● **TASK REQUIREMENTS**
Copy the stretch from the first line through the line containing "286L8 737L167 742L58", changing every "rough mask" to "coarse mask" and leaving everything else as it is. Return only those lines.

● **SUPPLIED MATERIAL**
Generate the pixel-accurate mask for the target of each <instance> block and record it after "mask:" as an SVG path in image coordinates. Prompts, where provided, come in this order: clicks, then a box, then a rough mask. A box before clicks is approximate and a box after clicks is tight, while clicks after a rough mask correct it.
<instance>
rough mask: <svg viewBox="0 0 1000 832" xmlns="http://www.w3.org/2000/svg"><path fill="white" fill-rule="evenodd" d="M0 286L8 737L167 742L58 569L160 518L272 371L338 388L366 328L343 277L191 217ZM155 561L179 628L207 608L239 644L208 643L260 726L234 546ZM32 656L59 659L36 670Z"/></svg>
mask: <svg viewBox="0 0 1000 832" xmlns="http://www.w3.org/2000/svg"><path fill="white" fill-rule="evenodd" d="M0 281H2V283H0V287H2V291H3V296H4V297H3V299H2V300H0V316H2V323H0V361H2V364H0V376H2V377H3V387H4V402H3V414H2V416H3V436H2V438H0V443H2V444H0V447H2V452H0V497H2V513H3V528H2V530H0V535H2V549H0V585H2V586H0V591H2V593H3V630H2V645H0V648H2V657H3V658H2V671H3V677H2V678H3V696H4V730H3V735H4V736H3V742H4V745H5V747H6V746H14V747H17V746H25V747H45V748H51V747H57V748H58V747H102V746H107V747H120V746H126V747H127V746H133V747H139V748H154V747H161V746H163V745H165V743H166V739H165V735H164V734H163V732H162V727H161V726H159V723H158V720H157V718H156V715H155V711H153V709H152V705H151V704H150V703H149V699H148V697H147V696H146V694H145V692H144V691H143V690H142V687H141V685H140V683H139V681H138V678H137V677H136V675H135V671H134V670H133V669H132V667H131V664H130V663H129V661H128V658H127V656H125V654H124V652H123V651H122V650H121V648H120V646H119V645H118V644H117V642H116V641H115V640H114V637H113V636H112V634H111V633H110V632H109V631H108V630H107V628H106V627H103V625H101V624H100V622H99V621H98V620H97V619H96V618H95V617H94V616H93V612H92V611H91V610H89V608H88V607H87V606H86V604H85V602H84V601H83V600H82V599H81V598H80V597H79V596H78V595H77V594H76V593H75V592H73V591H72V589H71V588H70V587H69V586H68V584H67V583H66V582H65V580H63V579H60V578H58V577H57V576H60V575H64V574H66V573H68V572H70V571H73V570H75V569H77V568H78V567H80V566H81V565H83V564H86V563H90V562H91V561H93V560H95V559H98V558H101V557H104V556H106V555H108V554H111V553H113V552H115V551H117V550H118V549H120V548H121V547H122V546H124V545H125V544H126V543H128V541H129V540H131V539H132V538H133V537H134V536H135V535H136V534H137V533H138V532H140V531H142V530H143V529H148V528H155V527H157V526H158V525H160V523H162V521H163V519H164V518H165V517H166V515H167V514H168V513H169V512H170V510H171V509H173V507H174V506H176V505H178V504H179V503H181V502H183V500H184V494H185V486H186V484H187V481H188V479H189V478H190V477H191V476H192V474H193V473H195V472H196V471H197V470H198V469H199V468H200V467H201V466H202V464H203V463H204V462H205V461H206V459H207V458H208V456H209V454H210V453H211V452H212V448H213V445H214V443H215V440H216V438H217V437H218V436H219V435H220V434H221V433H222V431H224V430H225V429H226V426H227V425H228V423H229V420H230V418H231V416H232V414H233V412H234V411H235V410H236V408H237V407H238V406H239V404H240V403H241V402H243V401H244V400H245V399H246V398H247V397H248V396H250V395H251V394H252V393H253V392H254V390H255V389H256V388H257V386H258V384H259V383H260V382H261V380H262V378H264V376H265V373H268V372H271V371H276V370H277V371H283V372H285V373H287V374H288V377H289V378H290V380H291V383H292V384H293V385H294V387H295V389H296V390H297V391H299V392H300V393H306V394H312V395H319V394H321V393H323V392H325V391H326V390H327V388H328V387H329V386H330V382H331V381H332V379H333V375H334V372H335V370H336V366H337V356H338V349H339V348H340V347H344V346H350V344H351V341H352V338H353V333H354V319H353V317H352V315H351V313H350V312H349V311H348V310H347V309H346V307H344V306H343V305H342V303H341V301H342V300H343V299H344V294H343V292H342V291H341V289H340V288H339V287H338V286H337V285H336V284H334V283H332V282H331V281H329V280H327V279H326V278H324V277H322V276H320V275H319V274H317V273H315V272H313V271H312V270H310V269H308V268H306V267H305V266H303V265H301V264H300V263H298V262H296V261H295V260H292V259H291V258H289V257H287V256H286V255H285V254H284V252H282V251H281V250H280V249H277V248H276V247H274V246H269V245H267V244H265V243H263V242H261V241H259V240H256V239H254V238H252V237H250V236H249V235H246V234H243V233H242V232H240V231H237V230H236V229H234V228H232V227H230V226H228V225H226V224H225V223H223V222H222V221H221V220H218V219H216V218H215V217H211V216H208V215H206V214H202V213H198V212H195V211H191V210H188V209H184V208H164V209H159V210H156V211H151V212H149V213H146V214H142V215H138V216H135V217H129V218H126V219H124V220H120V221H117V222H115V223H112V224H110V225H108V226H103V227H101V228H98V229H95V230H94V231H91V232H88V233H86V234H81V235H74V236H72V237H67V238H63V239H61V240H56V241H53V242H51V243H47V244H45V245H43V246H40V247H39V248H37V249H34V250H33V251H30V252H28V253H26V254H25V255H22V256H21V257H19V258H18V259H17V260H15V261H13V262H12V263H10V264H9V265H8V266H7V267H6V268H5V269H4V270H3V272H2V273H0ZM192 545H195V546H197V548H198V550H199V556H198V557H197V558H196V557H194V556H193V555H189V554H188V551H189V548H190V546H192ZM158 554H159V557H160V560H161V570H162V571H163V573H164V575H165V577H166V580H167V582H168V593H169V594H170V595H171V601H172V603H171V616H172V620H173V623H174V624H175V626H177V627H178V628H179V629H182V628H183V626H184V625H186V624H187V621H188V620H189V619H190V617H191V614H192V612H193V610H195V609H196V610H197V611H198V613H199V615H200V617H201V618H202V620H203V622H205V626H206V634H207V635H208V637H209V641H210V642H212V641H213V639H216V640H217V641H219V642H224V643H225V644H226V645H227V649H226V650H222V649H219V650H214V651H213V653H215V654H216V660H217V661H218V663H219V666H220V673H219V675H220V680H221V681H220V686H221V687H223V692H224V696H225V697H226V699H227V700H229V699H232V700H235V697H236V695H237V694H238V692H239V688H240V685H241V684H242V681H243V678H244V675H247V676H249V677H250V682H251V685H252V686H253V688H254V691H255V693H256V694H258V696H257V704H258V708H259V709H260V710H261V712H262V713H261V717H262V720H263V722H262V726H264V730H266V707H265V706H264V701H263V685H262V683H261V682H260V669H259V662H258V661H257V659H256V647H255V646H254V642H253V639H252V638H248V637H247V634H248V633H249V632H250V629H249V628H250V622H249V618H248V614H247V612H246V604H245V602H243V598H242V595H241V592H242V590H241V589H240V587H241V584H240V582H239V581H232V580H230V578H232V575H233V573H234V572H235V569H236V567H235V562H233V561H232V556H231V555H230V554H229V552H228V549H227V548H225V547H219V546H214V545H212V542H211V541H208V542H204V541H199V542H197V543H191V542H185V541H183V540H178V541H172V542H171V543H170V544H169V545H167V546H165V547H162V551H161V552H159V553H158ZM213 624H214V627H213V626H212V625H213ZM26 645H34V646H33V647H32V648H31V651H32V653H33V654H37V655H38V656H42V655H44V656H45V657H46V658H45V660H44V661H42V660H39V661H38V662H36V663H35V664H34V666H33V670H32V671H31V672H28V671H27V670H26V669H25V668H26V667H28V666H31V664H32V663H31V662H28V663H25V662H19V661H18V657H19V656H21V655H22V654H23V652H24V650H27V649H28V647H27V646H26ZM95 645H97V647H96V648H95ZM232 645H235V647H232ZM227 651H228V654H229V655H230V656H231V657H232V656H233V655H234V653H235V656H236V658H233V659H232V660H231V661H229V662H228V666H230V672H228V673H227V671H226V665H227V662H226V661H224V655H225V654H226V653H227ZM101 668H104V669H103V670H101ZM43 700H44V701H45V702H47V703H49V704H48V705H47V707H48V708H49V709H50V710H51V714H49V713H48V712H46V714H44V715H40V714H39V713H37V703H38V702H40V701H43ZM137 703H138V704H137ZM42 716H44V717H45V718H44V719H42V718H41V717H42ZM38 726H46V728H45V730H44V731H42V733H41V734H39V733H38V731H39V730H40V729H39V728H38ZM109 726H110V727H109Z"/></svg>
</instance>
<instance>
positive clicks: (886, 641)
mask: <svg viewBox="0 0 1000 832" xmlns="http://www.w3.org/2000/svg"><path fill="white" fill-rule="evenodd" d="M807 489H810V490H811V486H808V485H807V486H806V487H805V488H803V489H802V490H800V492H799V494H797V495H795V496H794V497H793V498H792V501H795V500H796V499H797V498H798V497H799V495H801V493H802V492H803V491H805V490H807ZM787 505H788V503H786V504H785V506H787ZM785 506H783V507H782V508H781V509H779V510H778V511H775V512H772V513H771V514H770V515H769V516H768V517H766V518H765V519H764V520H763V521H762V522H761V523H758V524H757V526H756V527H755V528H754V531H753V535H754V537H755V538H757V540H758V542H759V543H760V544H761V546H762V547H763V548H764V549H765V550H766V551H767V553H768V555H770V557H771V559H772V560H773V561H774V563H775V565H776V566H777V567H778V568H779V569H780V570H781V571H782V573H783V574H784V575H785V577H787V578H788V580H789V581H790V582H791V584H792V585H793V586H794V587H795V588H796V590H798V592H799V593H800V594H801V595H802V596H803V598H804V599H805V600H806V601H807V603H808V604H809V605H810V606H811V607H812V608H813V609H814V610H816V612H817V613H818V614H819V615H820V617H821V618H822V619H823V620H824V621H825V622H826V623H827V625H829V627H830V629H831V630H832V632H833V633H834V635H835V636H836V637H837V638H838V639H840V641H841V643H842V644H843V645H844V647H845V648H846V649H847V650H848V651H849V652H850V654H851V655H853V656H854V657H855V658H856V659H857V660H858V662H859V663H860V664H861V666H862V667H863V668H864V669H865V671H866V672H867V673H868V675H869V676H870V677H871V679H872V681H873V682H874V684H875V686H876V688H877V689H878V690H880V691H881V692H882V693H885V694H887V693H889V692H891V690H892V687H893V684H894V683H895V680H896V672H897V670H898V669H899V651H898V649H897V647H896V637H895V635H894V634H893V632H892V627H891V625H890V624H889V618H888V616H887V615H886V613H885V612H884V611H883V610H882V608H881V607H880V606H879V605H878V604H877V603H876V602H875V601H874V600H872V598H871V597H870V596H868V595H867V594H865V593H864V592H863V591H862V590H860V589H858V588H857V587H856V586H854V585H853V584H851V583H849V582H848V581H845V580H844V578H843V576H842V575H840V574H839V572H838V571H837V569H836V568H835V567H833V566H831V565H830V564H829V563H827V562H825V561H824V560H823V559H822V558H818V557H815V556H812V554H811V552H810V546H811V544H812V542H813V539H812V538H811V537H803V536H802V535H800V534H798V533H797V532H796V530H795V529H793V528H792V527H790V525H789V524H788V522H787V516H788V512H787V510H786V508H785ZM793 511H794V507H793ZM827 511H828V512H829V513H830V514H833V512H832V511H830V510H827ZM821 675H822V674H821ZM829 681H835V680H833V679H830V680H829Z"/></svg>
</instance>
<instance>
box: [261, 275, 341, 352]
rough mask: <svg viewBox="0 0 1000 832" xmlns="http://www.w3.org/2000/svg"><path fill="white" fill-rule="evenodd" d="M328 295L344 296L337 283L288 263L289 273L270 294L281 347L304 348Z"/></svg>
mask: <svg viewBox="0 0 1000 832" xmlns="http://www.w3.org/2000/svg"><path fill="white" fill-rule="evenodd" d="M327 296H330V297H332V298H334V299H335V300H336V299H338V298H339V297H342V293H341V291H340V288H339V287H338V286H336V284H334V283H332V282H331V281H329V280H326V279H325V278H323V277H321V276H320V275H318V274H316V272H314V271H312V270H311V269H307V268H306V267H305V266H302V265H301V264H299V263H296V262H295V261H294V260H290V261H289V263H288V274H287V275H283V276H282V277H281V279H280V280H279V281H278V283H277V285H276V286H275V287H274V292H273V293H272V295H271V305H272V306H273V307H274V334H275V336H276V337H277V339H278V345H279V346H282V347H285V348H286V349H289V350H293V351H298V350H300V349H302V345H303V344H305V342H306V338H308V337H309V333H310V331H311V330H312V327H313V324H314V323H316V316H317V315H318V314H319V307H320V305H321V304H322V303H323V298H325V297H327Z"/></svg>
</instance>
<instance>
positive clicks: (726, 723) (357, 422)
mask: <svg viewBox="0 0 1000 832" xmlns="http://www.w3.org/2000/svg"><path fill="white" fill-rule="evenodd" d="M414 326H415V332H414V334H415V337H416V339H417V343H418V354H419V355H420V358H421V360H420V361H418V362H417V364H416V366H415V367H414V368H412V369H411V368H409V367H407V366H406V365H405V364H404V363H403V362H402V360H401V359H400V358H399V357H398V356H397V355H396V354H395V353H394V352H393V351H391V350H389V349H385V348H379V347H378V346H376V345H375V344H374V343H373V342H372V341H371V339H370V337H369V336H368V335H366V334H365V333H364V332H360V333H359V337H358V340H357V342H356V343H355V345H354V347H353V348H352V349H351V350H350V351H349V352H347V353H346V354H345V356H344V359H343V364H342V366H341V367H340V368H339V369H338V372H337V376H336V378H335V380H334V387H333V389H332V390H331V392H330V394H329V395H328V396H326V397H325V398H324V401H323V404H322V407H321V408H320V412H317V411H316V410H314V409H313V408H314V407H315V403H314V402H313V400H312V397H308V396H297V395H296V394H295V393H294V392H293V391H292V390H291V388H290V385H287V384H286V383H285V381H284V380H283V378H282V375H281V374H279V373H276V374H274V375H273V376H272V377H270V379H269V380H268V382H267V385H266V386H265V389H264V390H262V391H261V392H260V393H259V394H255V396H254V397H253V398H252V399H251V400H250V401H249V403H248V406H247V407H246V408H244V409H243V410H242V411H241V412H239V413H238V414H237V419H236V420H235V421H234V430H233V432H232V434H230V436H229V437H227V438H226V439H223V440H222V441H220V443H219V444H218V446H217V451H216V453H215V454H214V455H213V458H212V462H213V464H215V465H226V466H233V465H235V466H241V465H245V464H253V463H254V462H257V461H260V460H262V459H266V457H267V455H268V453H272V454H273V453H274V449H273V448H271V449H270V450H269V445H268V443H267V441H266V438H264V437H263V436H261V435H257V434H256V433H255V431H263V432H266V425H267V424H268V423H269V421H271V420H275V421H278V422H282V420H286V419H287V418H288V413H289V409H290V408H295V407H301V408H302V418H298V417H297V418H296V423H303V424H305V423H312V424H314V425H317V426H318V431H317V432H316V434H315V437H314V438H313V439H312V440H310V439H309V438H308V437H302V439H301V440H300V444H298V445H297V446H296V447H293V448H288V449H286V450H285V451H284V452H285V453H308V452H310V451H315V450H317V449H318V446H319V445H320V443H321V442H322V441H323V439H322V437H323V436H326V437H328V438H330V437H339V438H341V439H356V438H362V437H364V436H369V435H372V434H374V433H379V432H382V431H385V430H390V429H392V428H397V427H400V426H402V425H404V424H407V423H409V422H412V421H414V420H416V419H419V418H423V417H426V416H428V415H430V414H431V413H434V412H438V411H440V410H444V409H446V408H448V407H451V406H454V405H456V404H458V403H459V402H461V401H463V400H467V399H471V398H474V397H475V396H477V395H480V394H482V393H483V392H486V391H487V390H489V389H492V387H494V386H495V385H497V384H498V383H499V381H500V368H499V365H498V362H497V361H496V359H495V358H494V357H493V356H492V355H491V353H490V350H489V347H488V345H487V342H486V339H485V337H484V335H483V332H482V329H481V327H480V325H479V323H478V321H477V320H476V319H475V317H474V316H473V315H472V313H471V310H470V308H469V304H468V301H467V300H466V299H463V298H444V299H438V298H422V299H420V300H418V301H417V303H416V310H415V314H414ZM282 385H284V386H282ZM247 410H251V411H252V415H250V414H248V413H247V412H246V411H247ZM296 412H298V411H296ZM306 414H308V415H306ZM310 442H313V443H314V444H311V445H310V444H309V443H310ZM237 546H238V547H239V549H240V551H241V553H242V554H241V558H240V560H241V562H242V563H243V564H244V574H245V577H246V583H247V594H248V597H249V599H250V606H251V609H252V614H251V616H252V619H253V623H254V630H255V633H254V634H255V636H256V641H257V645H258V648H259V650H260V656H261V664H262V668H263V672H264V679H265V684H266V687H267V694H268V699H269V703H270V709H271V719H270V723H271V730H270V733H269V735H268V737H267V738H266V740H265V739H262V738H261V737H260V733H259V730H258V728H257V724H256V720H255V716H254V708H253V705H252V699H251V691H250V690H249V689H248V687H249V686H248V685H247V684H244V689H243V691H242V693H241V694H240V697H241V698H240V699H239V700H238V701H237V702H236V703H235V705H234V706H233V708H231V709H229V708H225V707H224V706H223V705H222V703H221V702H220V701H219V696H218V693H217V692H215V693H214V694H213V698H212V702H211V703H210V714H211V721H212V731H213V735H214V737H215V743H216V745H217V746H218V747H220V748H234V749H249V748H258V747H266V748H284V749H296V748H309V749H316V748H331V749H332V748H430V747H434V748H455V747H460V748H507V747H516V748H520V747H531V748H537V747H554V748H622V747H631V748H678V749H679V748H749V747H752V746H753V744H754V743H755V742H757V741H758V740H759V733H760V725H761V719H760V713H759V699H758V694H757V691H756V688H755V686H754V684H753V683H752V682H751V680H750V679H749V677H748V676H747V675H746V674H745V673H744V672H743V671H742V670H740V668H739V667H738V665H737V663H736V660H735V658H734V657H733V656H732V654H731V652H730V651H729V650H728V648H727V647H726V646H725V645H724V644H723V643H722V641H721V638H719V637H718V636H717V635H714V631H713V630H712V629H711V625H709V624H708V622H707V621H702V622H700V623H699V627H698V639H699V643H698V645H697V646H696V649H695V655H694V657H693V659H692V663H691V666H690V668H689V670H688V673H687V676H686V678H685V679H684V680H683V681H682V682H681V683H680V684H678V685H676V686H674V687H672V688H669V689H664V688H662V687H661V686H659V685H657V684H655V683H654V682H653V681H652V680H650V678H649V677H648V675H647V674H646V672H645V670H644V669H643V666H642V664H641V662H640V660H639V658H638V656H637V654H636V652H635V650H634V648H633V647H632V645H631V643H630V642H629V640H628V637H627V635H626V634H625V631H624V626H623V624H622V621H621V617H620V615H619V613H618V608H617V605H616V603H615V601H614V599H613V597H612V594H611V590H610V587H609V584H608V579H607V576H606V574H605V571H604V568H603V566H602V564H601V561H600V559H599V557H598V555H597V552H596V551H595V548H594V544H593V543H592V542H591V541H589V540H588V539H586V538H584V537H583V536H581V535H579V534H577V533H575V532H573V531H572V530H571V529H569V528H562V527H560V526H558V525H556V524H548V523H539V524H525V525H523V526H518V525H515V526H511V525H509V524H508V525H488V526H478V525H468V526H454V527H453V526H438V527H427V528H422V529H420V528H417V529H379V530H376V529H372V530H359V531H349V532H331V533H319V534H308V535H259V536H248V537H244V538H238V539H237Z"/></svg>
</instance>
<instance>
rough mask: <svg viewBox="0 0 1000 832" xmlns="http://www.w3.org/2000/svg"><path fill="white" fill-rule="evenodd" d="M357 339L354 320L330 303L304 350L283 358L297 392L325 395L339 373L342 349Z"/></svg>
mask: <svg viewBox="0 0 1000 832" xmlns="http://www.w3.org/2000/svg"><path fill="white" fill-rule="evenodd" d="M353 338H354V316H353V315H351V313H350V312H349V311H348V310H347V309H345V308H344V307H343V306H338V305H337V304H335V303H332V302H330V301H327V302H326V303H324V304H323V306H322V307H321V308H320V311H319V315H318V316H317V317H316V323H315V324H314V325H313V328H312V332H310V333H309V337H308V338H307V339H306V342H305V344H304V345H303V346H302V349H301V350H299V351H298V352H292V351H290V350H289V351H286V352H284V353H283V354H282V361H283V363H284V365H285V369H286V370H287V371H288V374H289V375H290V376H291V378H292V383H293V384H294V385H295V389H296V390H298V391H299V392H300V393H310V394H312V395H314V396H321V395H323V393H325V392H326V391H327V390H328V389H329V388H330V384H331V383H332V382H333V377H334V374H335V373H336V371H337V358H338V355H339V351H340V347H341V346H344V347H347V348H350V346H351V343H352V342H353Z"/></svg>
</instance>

● **EXPECTED OUTPUT**
Generate the pixel-accurate mask for the target of each <instance> block and record it after "mask:" as an SVG path in image coordinates. Prompts, where provided, come in this order: clicks, then a box, then a coarse mask. A box before clicks is approximate and a box after clicks is tight, while clicks after a coarse mask correct it.
<instance>
coarse mask: <svg viewBox="0 0 1000 832" xmlns="http://www.w3.org/2000/svg"><path fill="white" fill-rule="evenodd" d="M0 286L8 737L167 742L58 569L160 518L272 371L338 388L366 328L343 277L191 217ZM155 561L179 628L207 608L239 644L208 643L260 726L234 546ZM32 656L59 659L36 670Z"/></svg>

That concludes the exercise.